▸ **Source document**
_ _ _ _ _ _ _

# General Linear Models

## Cross-sectional regression

### The cross-sectional model

#### Hierarchical data

Our standard linear model is:

$$y_i=\alpha + X_i\theta +\epsilon_i$$

If we had two sets of data we could view these as:

$$y_{i,0}=\alpha_0 + X_{i,0}\theta_0 +\epsilon_{i,0}$$

$$y_{i,1}=\alpha_1 + X_{i,1}\theta_1 +\epsilon_{i,1}$$

Here, the data data from $$1$$ does not affect the parameters in $$2$$.

#### Pooled data

If we think the data generating process is similar between models, then by restricting the freedom of parameters between models we can get more data for each estimate.

For example if we think that all parameters are the same between the models we can estimate:

$$y_{i,0}=\alpha + X_{i,0}\theta +\epsilon_{i,0}$$

$$y_{i,1}=\alpha + X_{i,1}\theta +\epsilon_{i,1}$$

Or:

$$y_{ij}=\alpha + X_{ij}\theta + \epsilon_{ij}$$

#### Fixed slopes

Intercepts may be different between the groups. In this case we can instead use the model:

$$y_{ij}=\alpha + X_{ij}\theta + \xi_j + \epsilon_{ij}$$

There are different ways of estimating this model:

• Pooled OLS

• Fixed effects

• Random effects

## The pooled OLS estimator

### Pooled OLS

#### Introduction

Our model is:

$$y_{ij}=\alpha + X_{ij}\theta + \xi_j + \epsilon_{ij}$$

## The fixed effects estimator

### Within and between transformation

#### Introduction

We can group the data in two ways, one gets between differences and the other within differences.

_ _ _ _ _ _ _

▸ **Records from a data collection**

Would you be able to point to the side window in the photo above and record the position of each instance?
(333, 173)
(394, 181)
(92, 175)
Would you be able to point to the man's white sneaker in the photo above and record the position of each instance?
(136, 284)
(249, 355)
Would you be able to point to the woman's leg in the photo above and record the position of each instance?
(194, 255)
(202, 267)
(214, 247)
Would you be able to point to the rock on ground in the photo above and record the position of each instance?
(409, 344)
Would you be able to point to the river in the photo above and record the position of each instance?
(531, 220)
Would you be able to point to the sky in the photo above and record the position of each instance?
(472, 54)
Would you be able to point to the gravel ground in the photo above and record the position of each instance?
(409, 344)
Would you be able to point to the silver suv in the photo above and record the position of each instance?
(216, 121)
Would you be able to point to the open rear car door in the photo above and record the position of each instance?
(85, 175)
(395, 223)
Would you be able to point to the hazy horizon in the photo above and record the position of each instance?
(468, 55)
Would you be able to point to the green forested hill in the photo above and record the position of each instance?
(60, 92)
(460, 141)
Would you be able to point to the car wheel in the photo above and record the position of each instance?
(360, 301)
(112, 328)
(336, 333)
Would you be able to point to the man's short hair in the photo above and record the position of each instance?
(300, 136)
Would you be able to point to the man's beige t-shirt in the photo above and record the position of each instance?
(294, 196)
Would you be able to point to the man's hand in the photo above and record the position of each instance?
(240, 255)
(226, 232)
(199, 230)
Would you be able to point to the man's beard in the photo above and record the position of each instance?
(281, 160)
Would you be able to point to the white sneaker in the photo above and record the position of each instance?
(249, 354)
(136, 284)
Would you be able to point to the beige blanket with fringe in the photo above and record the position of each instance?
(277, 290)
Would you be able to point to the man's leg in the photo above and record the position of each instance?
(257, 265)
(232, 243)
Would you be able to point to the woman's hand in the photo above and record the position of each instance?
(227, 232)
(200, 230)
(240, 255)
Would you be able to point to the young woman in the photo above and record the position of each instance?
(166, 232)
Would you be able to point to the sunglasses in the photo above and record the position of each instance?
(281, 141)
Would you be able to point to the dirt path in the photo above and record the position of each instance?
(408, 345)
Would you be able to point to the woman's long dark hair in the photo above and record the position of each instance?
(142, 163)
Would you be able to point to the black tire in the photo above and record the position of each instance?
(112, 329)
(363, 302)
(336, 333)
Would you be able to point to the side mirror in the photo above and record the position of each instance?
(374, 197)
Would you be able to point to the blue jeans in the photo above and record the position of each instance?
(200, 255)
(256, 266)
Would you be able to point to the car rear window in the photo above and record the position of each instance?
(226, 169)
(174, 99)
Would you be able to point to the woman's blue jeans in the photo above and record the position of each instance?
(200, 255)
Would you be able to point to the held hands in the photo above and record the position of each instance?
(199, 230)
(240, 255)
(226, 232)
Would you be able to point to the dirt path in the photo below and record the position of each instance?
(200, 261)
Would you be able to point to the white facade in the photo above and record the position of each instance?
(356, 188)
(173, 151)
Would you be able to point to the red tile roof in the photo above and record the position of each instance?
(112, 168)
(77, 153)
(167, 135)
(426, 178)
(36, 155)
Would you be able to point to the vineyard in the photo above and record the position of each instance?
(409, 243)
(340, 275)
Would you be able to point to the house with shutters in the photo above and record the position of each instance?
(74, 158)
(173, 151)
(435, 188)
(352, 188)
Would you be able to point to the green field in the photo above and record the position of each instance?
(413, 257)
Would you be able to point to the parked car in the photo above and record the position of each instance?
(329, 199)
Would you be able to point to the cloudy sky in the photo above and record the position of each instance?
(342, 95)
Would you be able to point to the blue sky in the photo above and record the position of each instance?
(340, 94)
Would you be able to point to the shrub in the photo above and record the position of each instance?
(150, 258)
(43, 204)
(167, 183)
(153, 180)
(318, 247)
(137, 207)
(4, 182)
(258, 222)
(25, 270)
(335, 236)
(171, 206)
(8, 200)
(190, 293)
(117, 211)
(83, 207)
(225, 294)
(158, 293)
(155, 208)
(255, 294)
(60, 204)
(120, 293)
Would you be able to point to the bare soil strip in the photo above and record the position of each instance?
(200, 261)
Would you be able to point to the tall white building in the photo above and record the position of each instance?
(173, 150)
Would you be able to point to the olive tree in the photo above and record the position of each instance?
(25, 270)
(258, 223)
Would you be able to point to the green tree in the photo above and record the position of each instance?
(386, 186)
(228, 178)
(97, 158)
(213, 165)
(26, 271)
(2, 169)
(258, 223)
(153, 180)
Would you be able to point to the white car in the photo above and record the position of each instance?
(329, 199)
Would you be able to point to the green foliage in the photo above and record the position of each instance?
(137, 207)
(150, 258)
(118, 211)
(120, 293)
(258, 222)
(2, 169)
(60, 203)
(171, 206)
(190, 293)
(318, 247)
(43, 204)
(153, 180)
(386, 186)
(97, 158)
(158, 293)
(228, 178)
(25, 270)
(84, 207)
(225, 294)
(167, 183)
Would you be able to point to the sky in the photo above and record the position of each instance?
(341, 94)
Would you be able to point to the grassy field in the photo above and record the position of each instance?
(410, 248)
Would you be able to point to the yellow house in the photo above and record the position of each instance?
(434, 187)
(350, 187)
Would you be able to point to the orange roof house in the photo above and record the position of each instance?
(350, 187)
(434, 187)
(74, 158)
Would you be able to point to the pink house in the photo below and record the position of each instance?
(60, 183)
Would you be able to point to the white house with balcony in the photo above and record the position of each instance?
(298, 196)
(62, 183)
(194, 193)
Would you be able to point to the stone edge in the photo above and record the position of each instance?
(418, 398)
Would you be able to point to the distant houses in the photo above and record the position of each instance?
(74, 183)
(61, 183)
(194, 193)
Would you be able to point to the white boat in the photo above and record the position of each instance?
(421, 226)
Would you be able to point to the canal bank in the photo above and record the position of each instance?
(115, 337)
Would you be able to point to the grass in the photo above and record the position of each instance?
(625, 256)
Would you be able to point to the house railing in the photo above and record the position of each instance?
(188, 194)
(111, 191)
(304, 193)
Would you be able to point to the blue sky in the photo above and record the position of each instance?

_ _ _ _ _ _ _

▸ **Required task A**
List every row that contains the string "field", matching case exactly.
▸ **Required task B**
Write what comes next in the notes on general linear models, picking up after their final sentence.
The notes on general linear models and the rows have nothing to do with each other.

▸ **Task output A**
Would you be able to point to the green field in the photo above and record the position of each instance?
Would you be able to point to the grassy field in the photo above and record the position of each instance?

▸ **Task output B**
In the above example, we could find the effects of schools, or of departments.

$$y_{ij}=\alpha + X_{ij}\theta +\epsilon_{ij}$$

$$(y_{ij}-\bar y_{j})=(\alpha -\bar \alpha )+(X_{ij}-\bar X_{j})\theta +(\epsilon_{ij}-\bar \epsilon_{j})$$

$$(y_{ij}-\bar y_{j})=(X_{ij}-\bar X_{j})\theta +(\epsilon_{ij}-\bar \epsilon_{j})$$

Or alternatively:

$$(y_{ij}-\bar y_{i})=(X_{ij}-\bar X_{i})\theta +(\epsilon_{ij}-\bar \epsilon_{i})$$

Regardless of the form we choose, we can write this as:

$$\ddot y_{ij}=\ddot X_{ij}\theta +\ddot \epsilon_{ij}$$

### The fixed effects estimator

#### Recap on the model

Our model is:

$$y_{ij}=\alpha + X_{ij}\theta + \xi_j + \epsilon_{ij}$$

#### The fixed effects estimator

With fixed effects we assume that $$U_{ij}$$ is a constant for each group. That is:

$$U_{ij}=\delta_{ij}U_j$$

$$y_{ij}=\alpha + X_{ij}\theta +\epsilon_{ij}+\delta_{ij}U_{j}$$

We can use this in a regression if the standard assumptions of OLS are met. In particular, that group membership is uncorrelated with the error term.

We add these dummies to $$X_{ij}$$ and regress:

$$y_{ij}=\alpha + X_{ij}\theta +\epsilon_{ij}$$

The parameter for the dummy is the fixed effect of group membership.

As we are including membership in the dependent variables, there is no problem if group membership correlates with other independent variables.

#### Using the within and between transformations

$$(y_{ij}-\bar y_{i})=(X_{ij}-\bar X_{i})\theta +(U_{ij} -\bar U_{i}) +(\epsilon_{ij}-\bar \epsilon_{i})$$

Or:

$$\ddot y_{ij}=\ddot X_{ij}\theta +\ddot \epsilon_{ij}$$

This this get the same outcome, but is a different computational process.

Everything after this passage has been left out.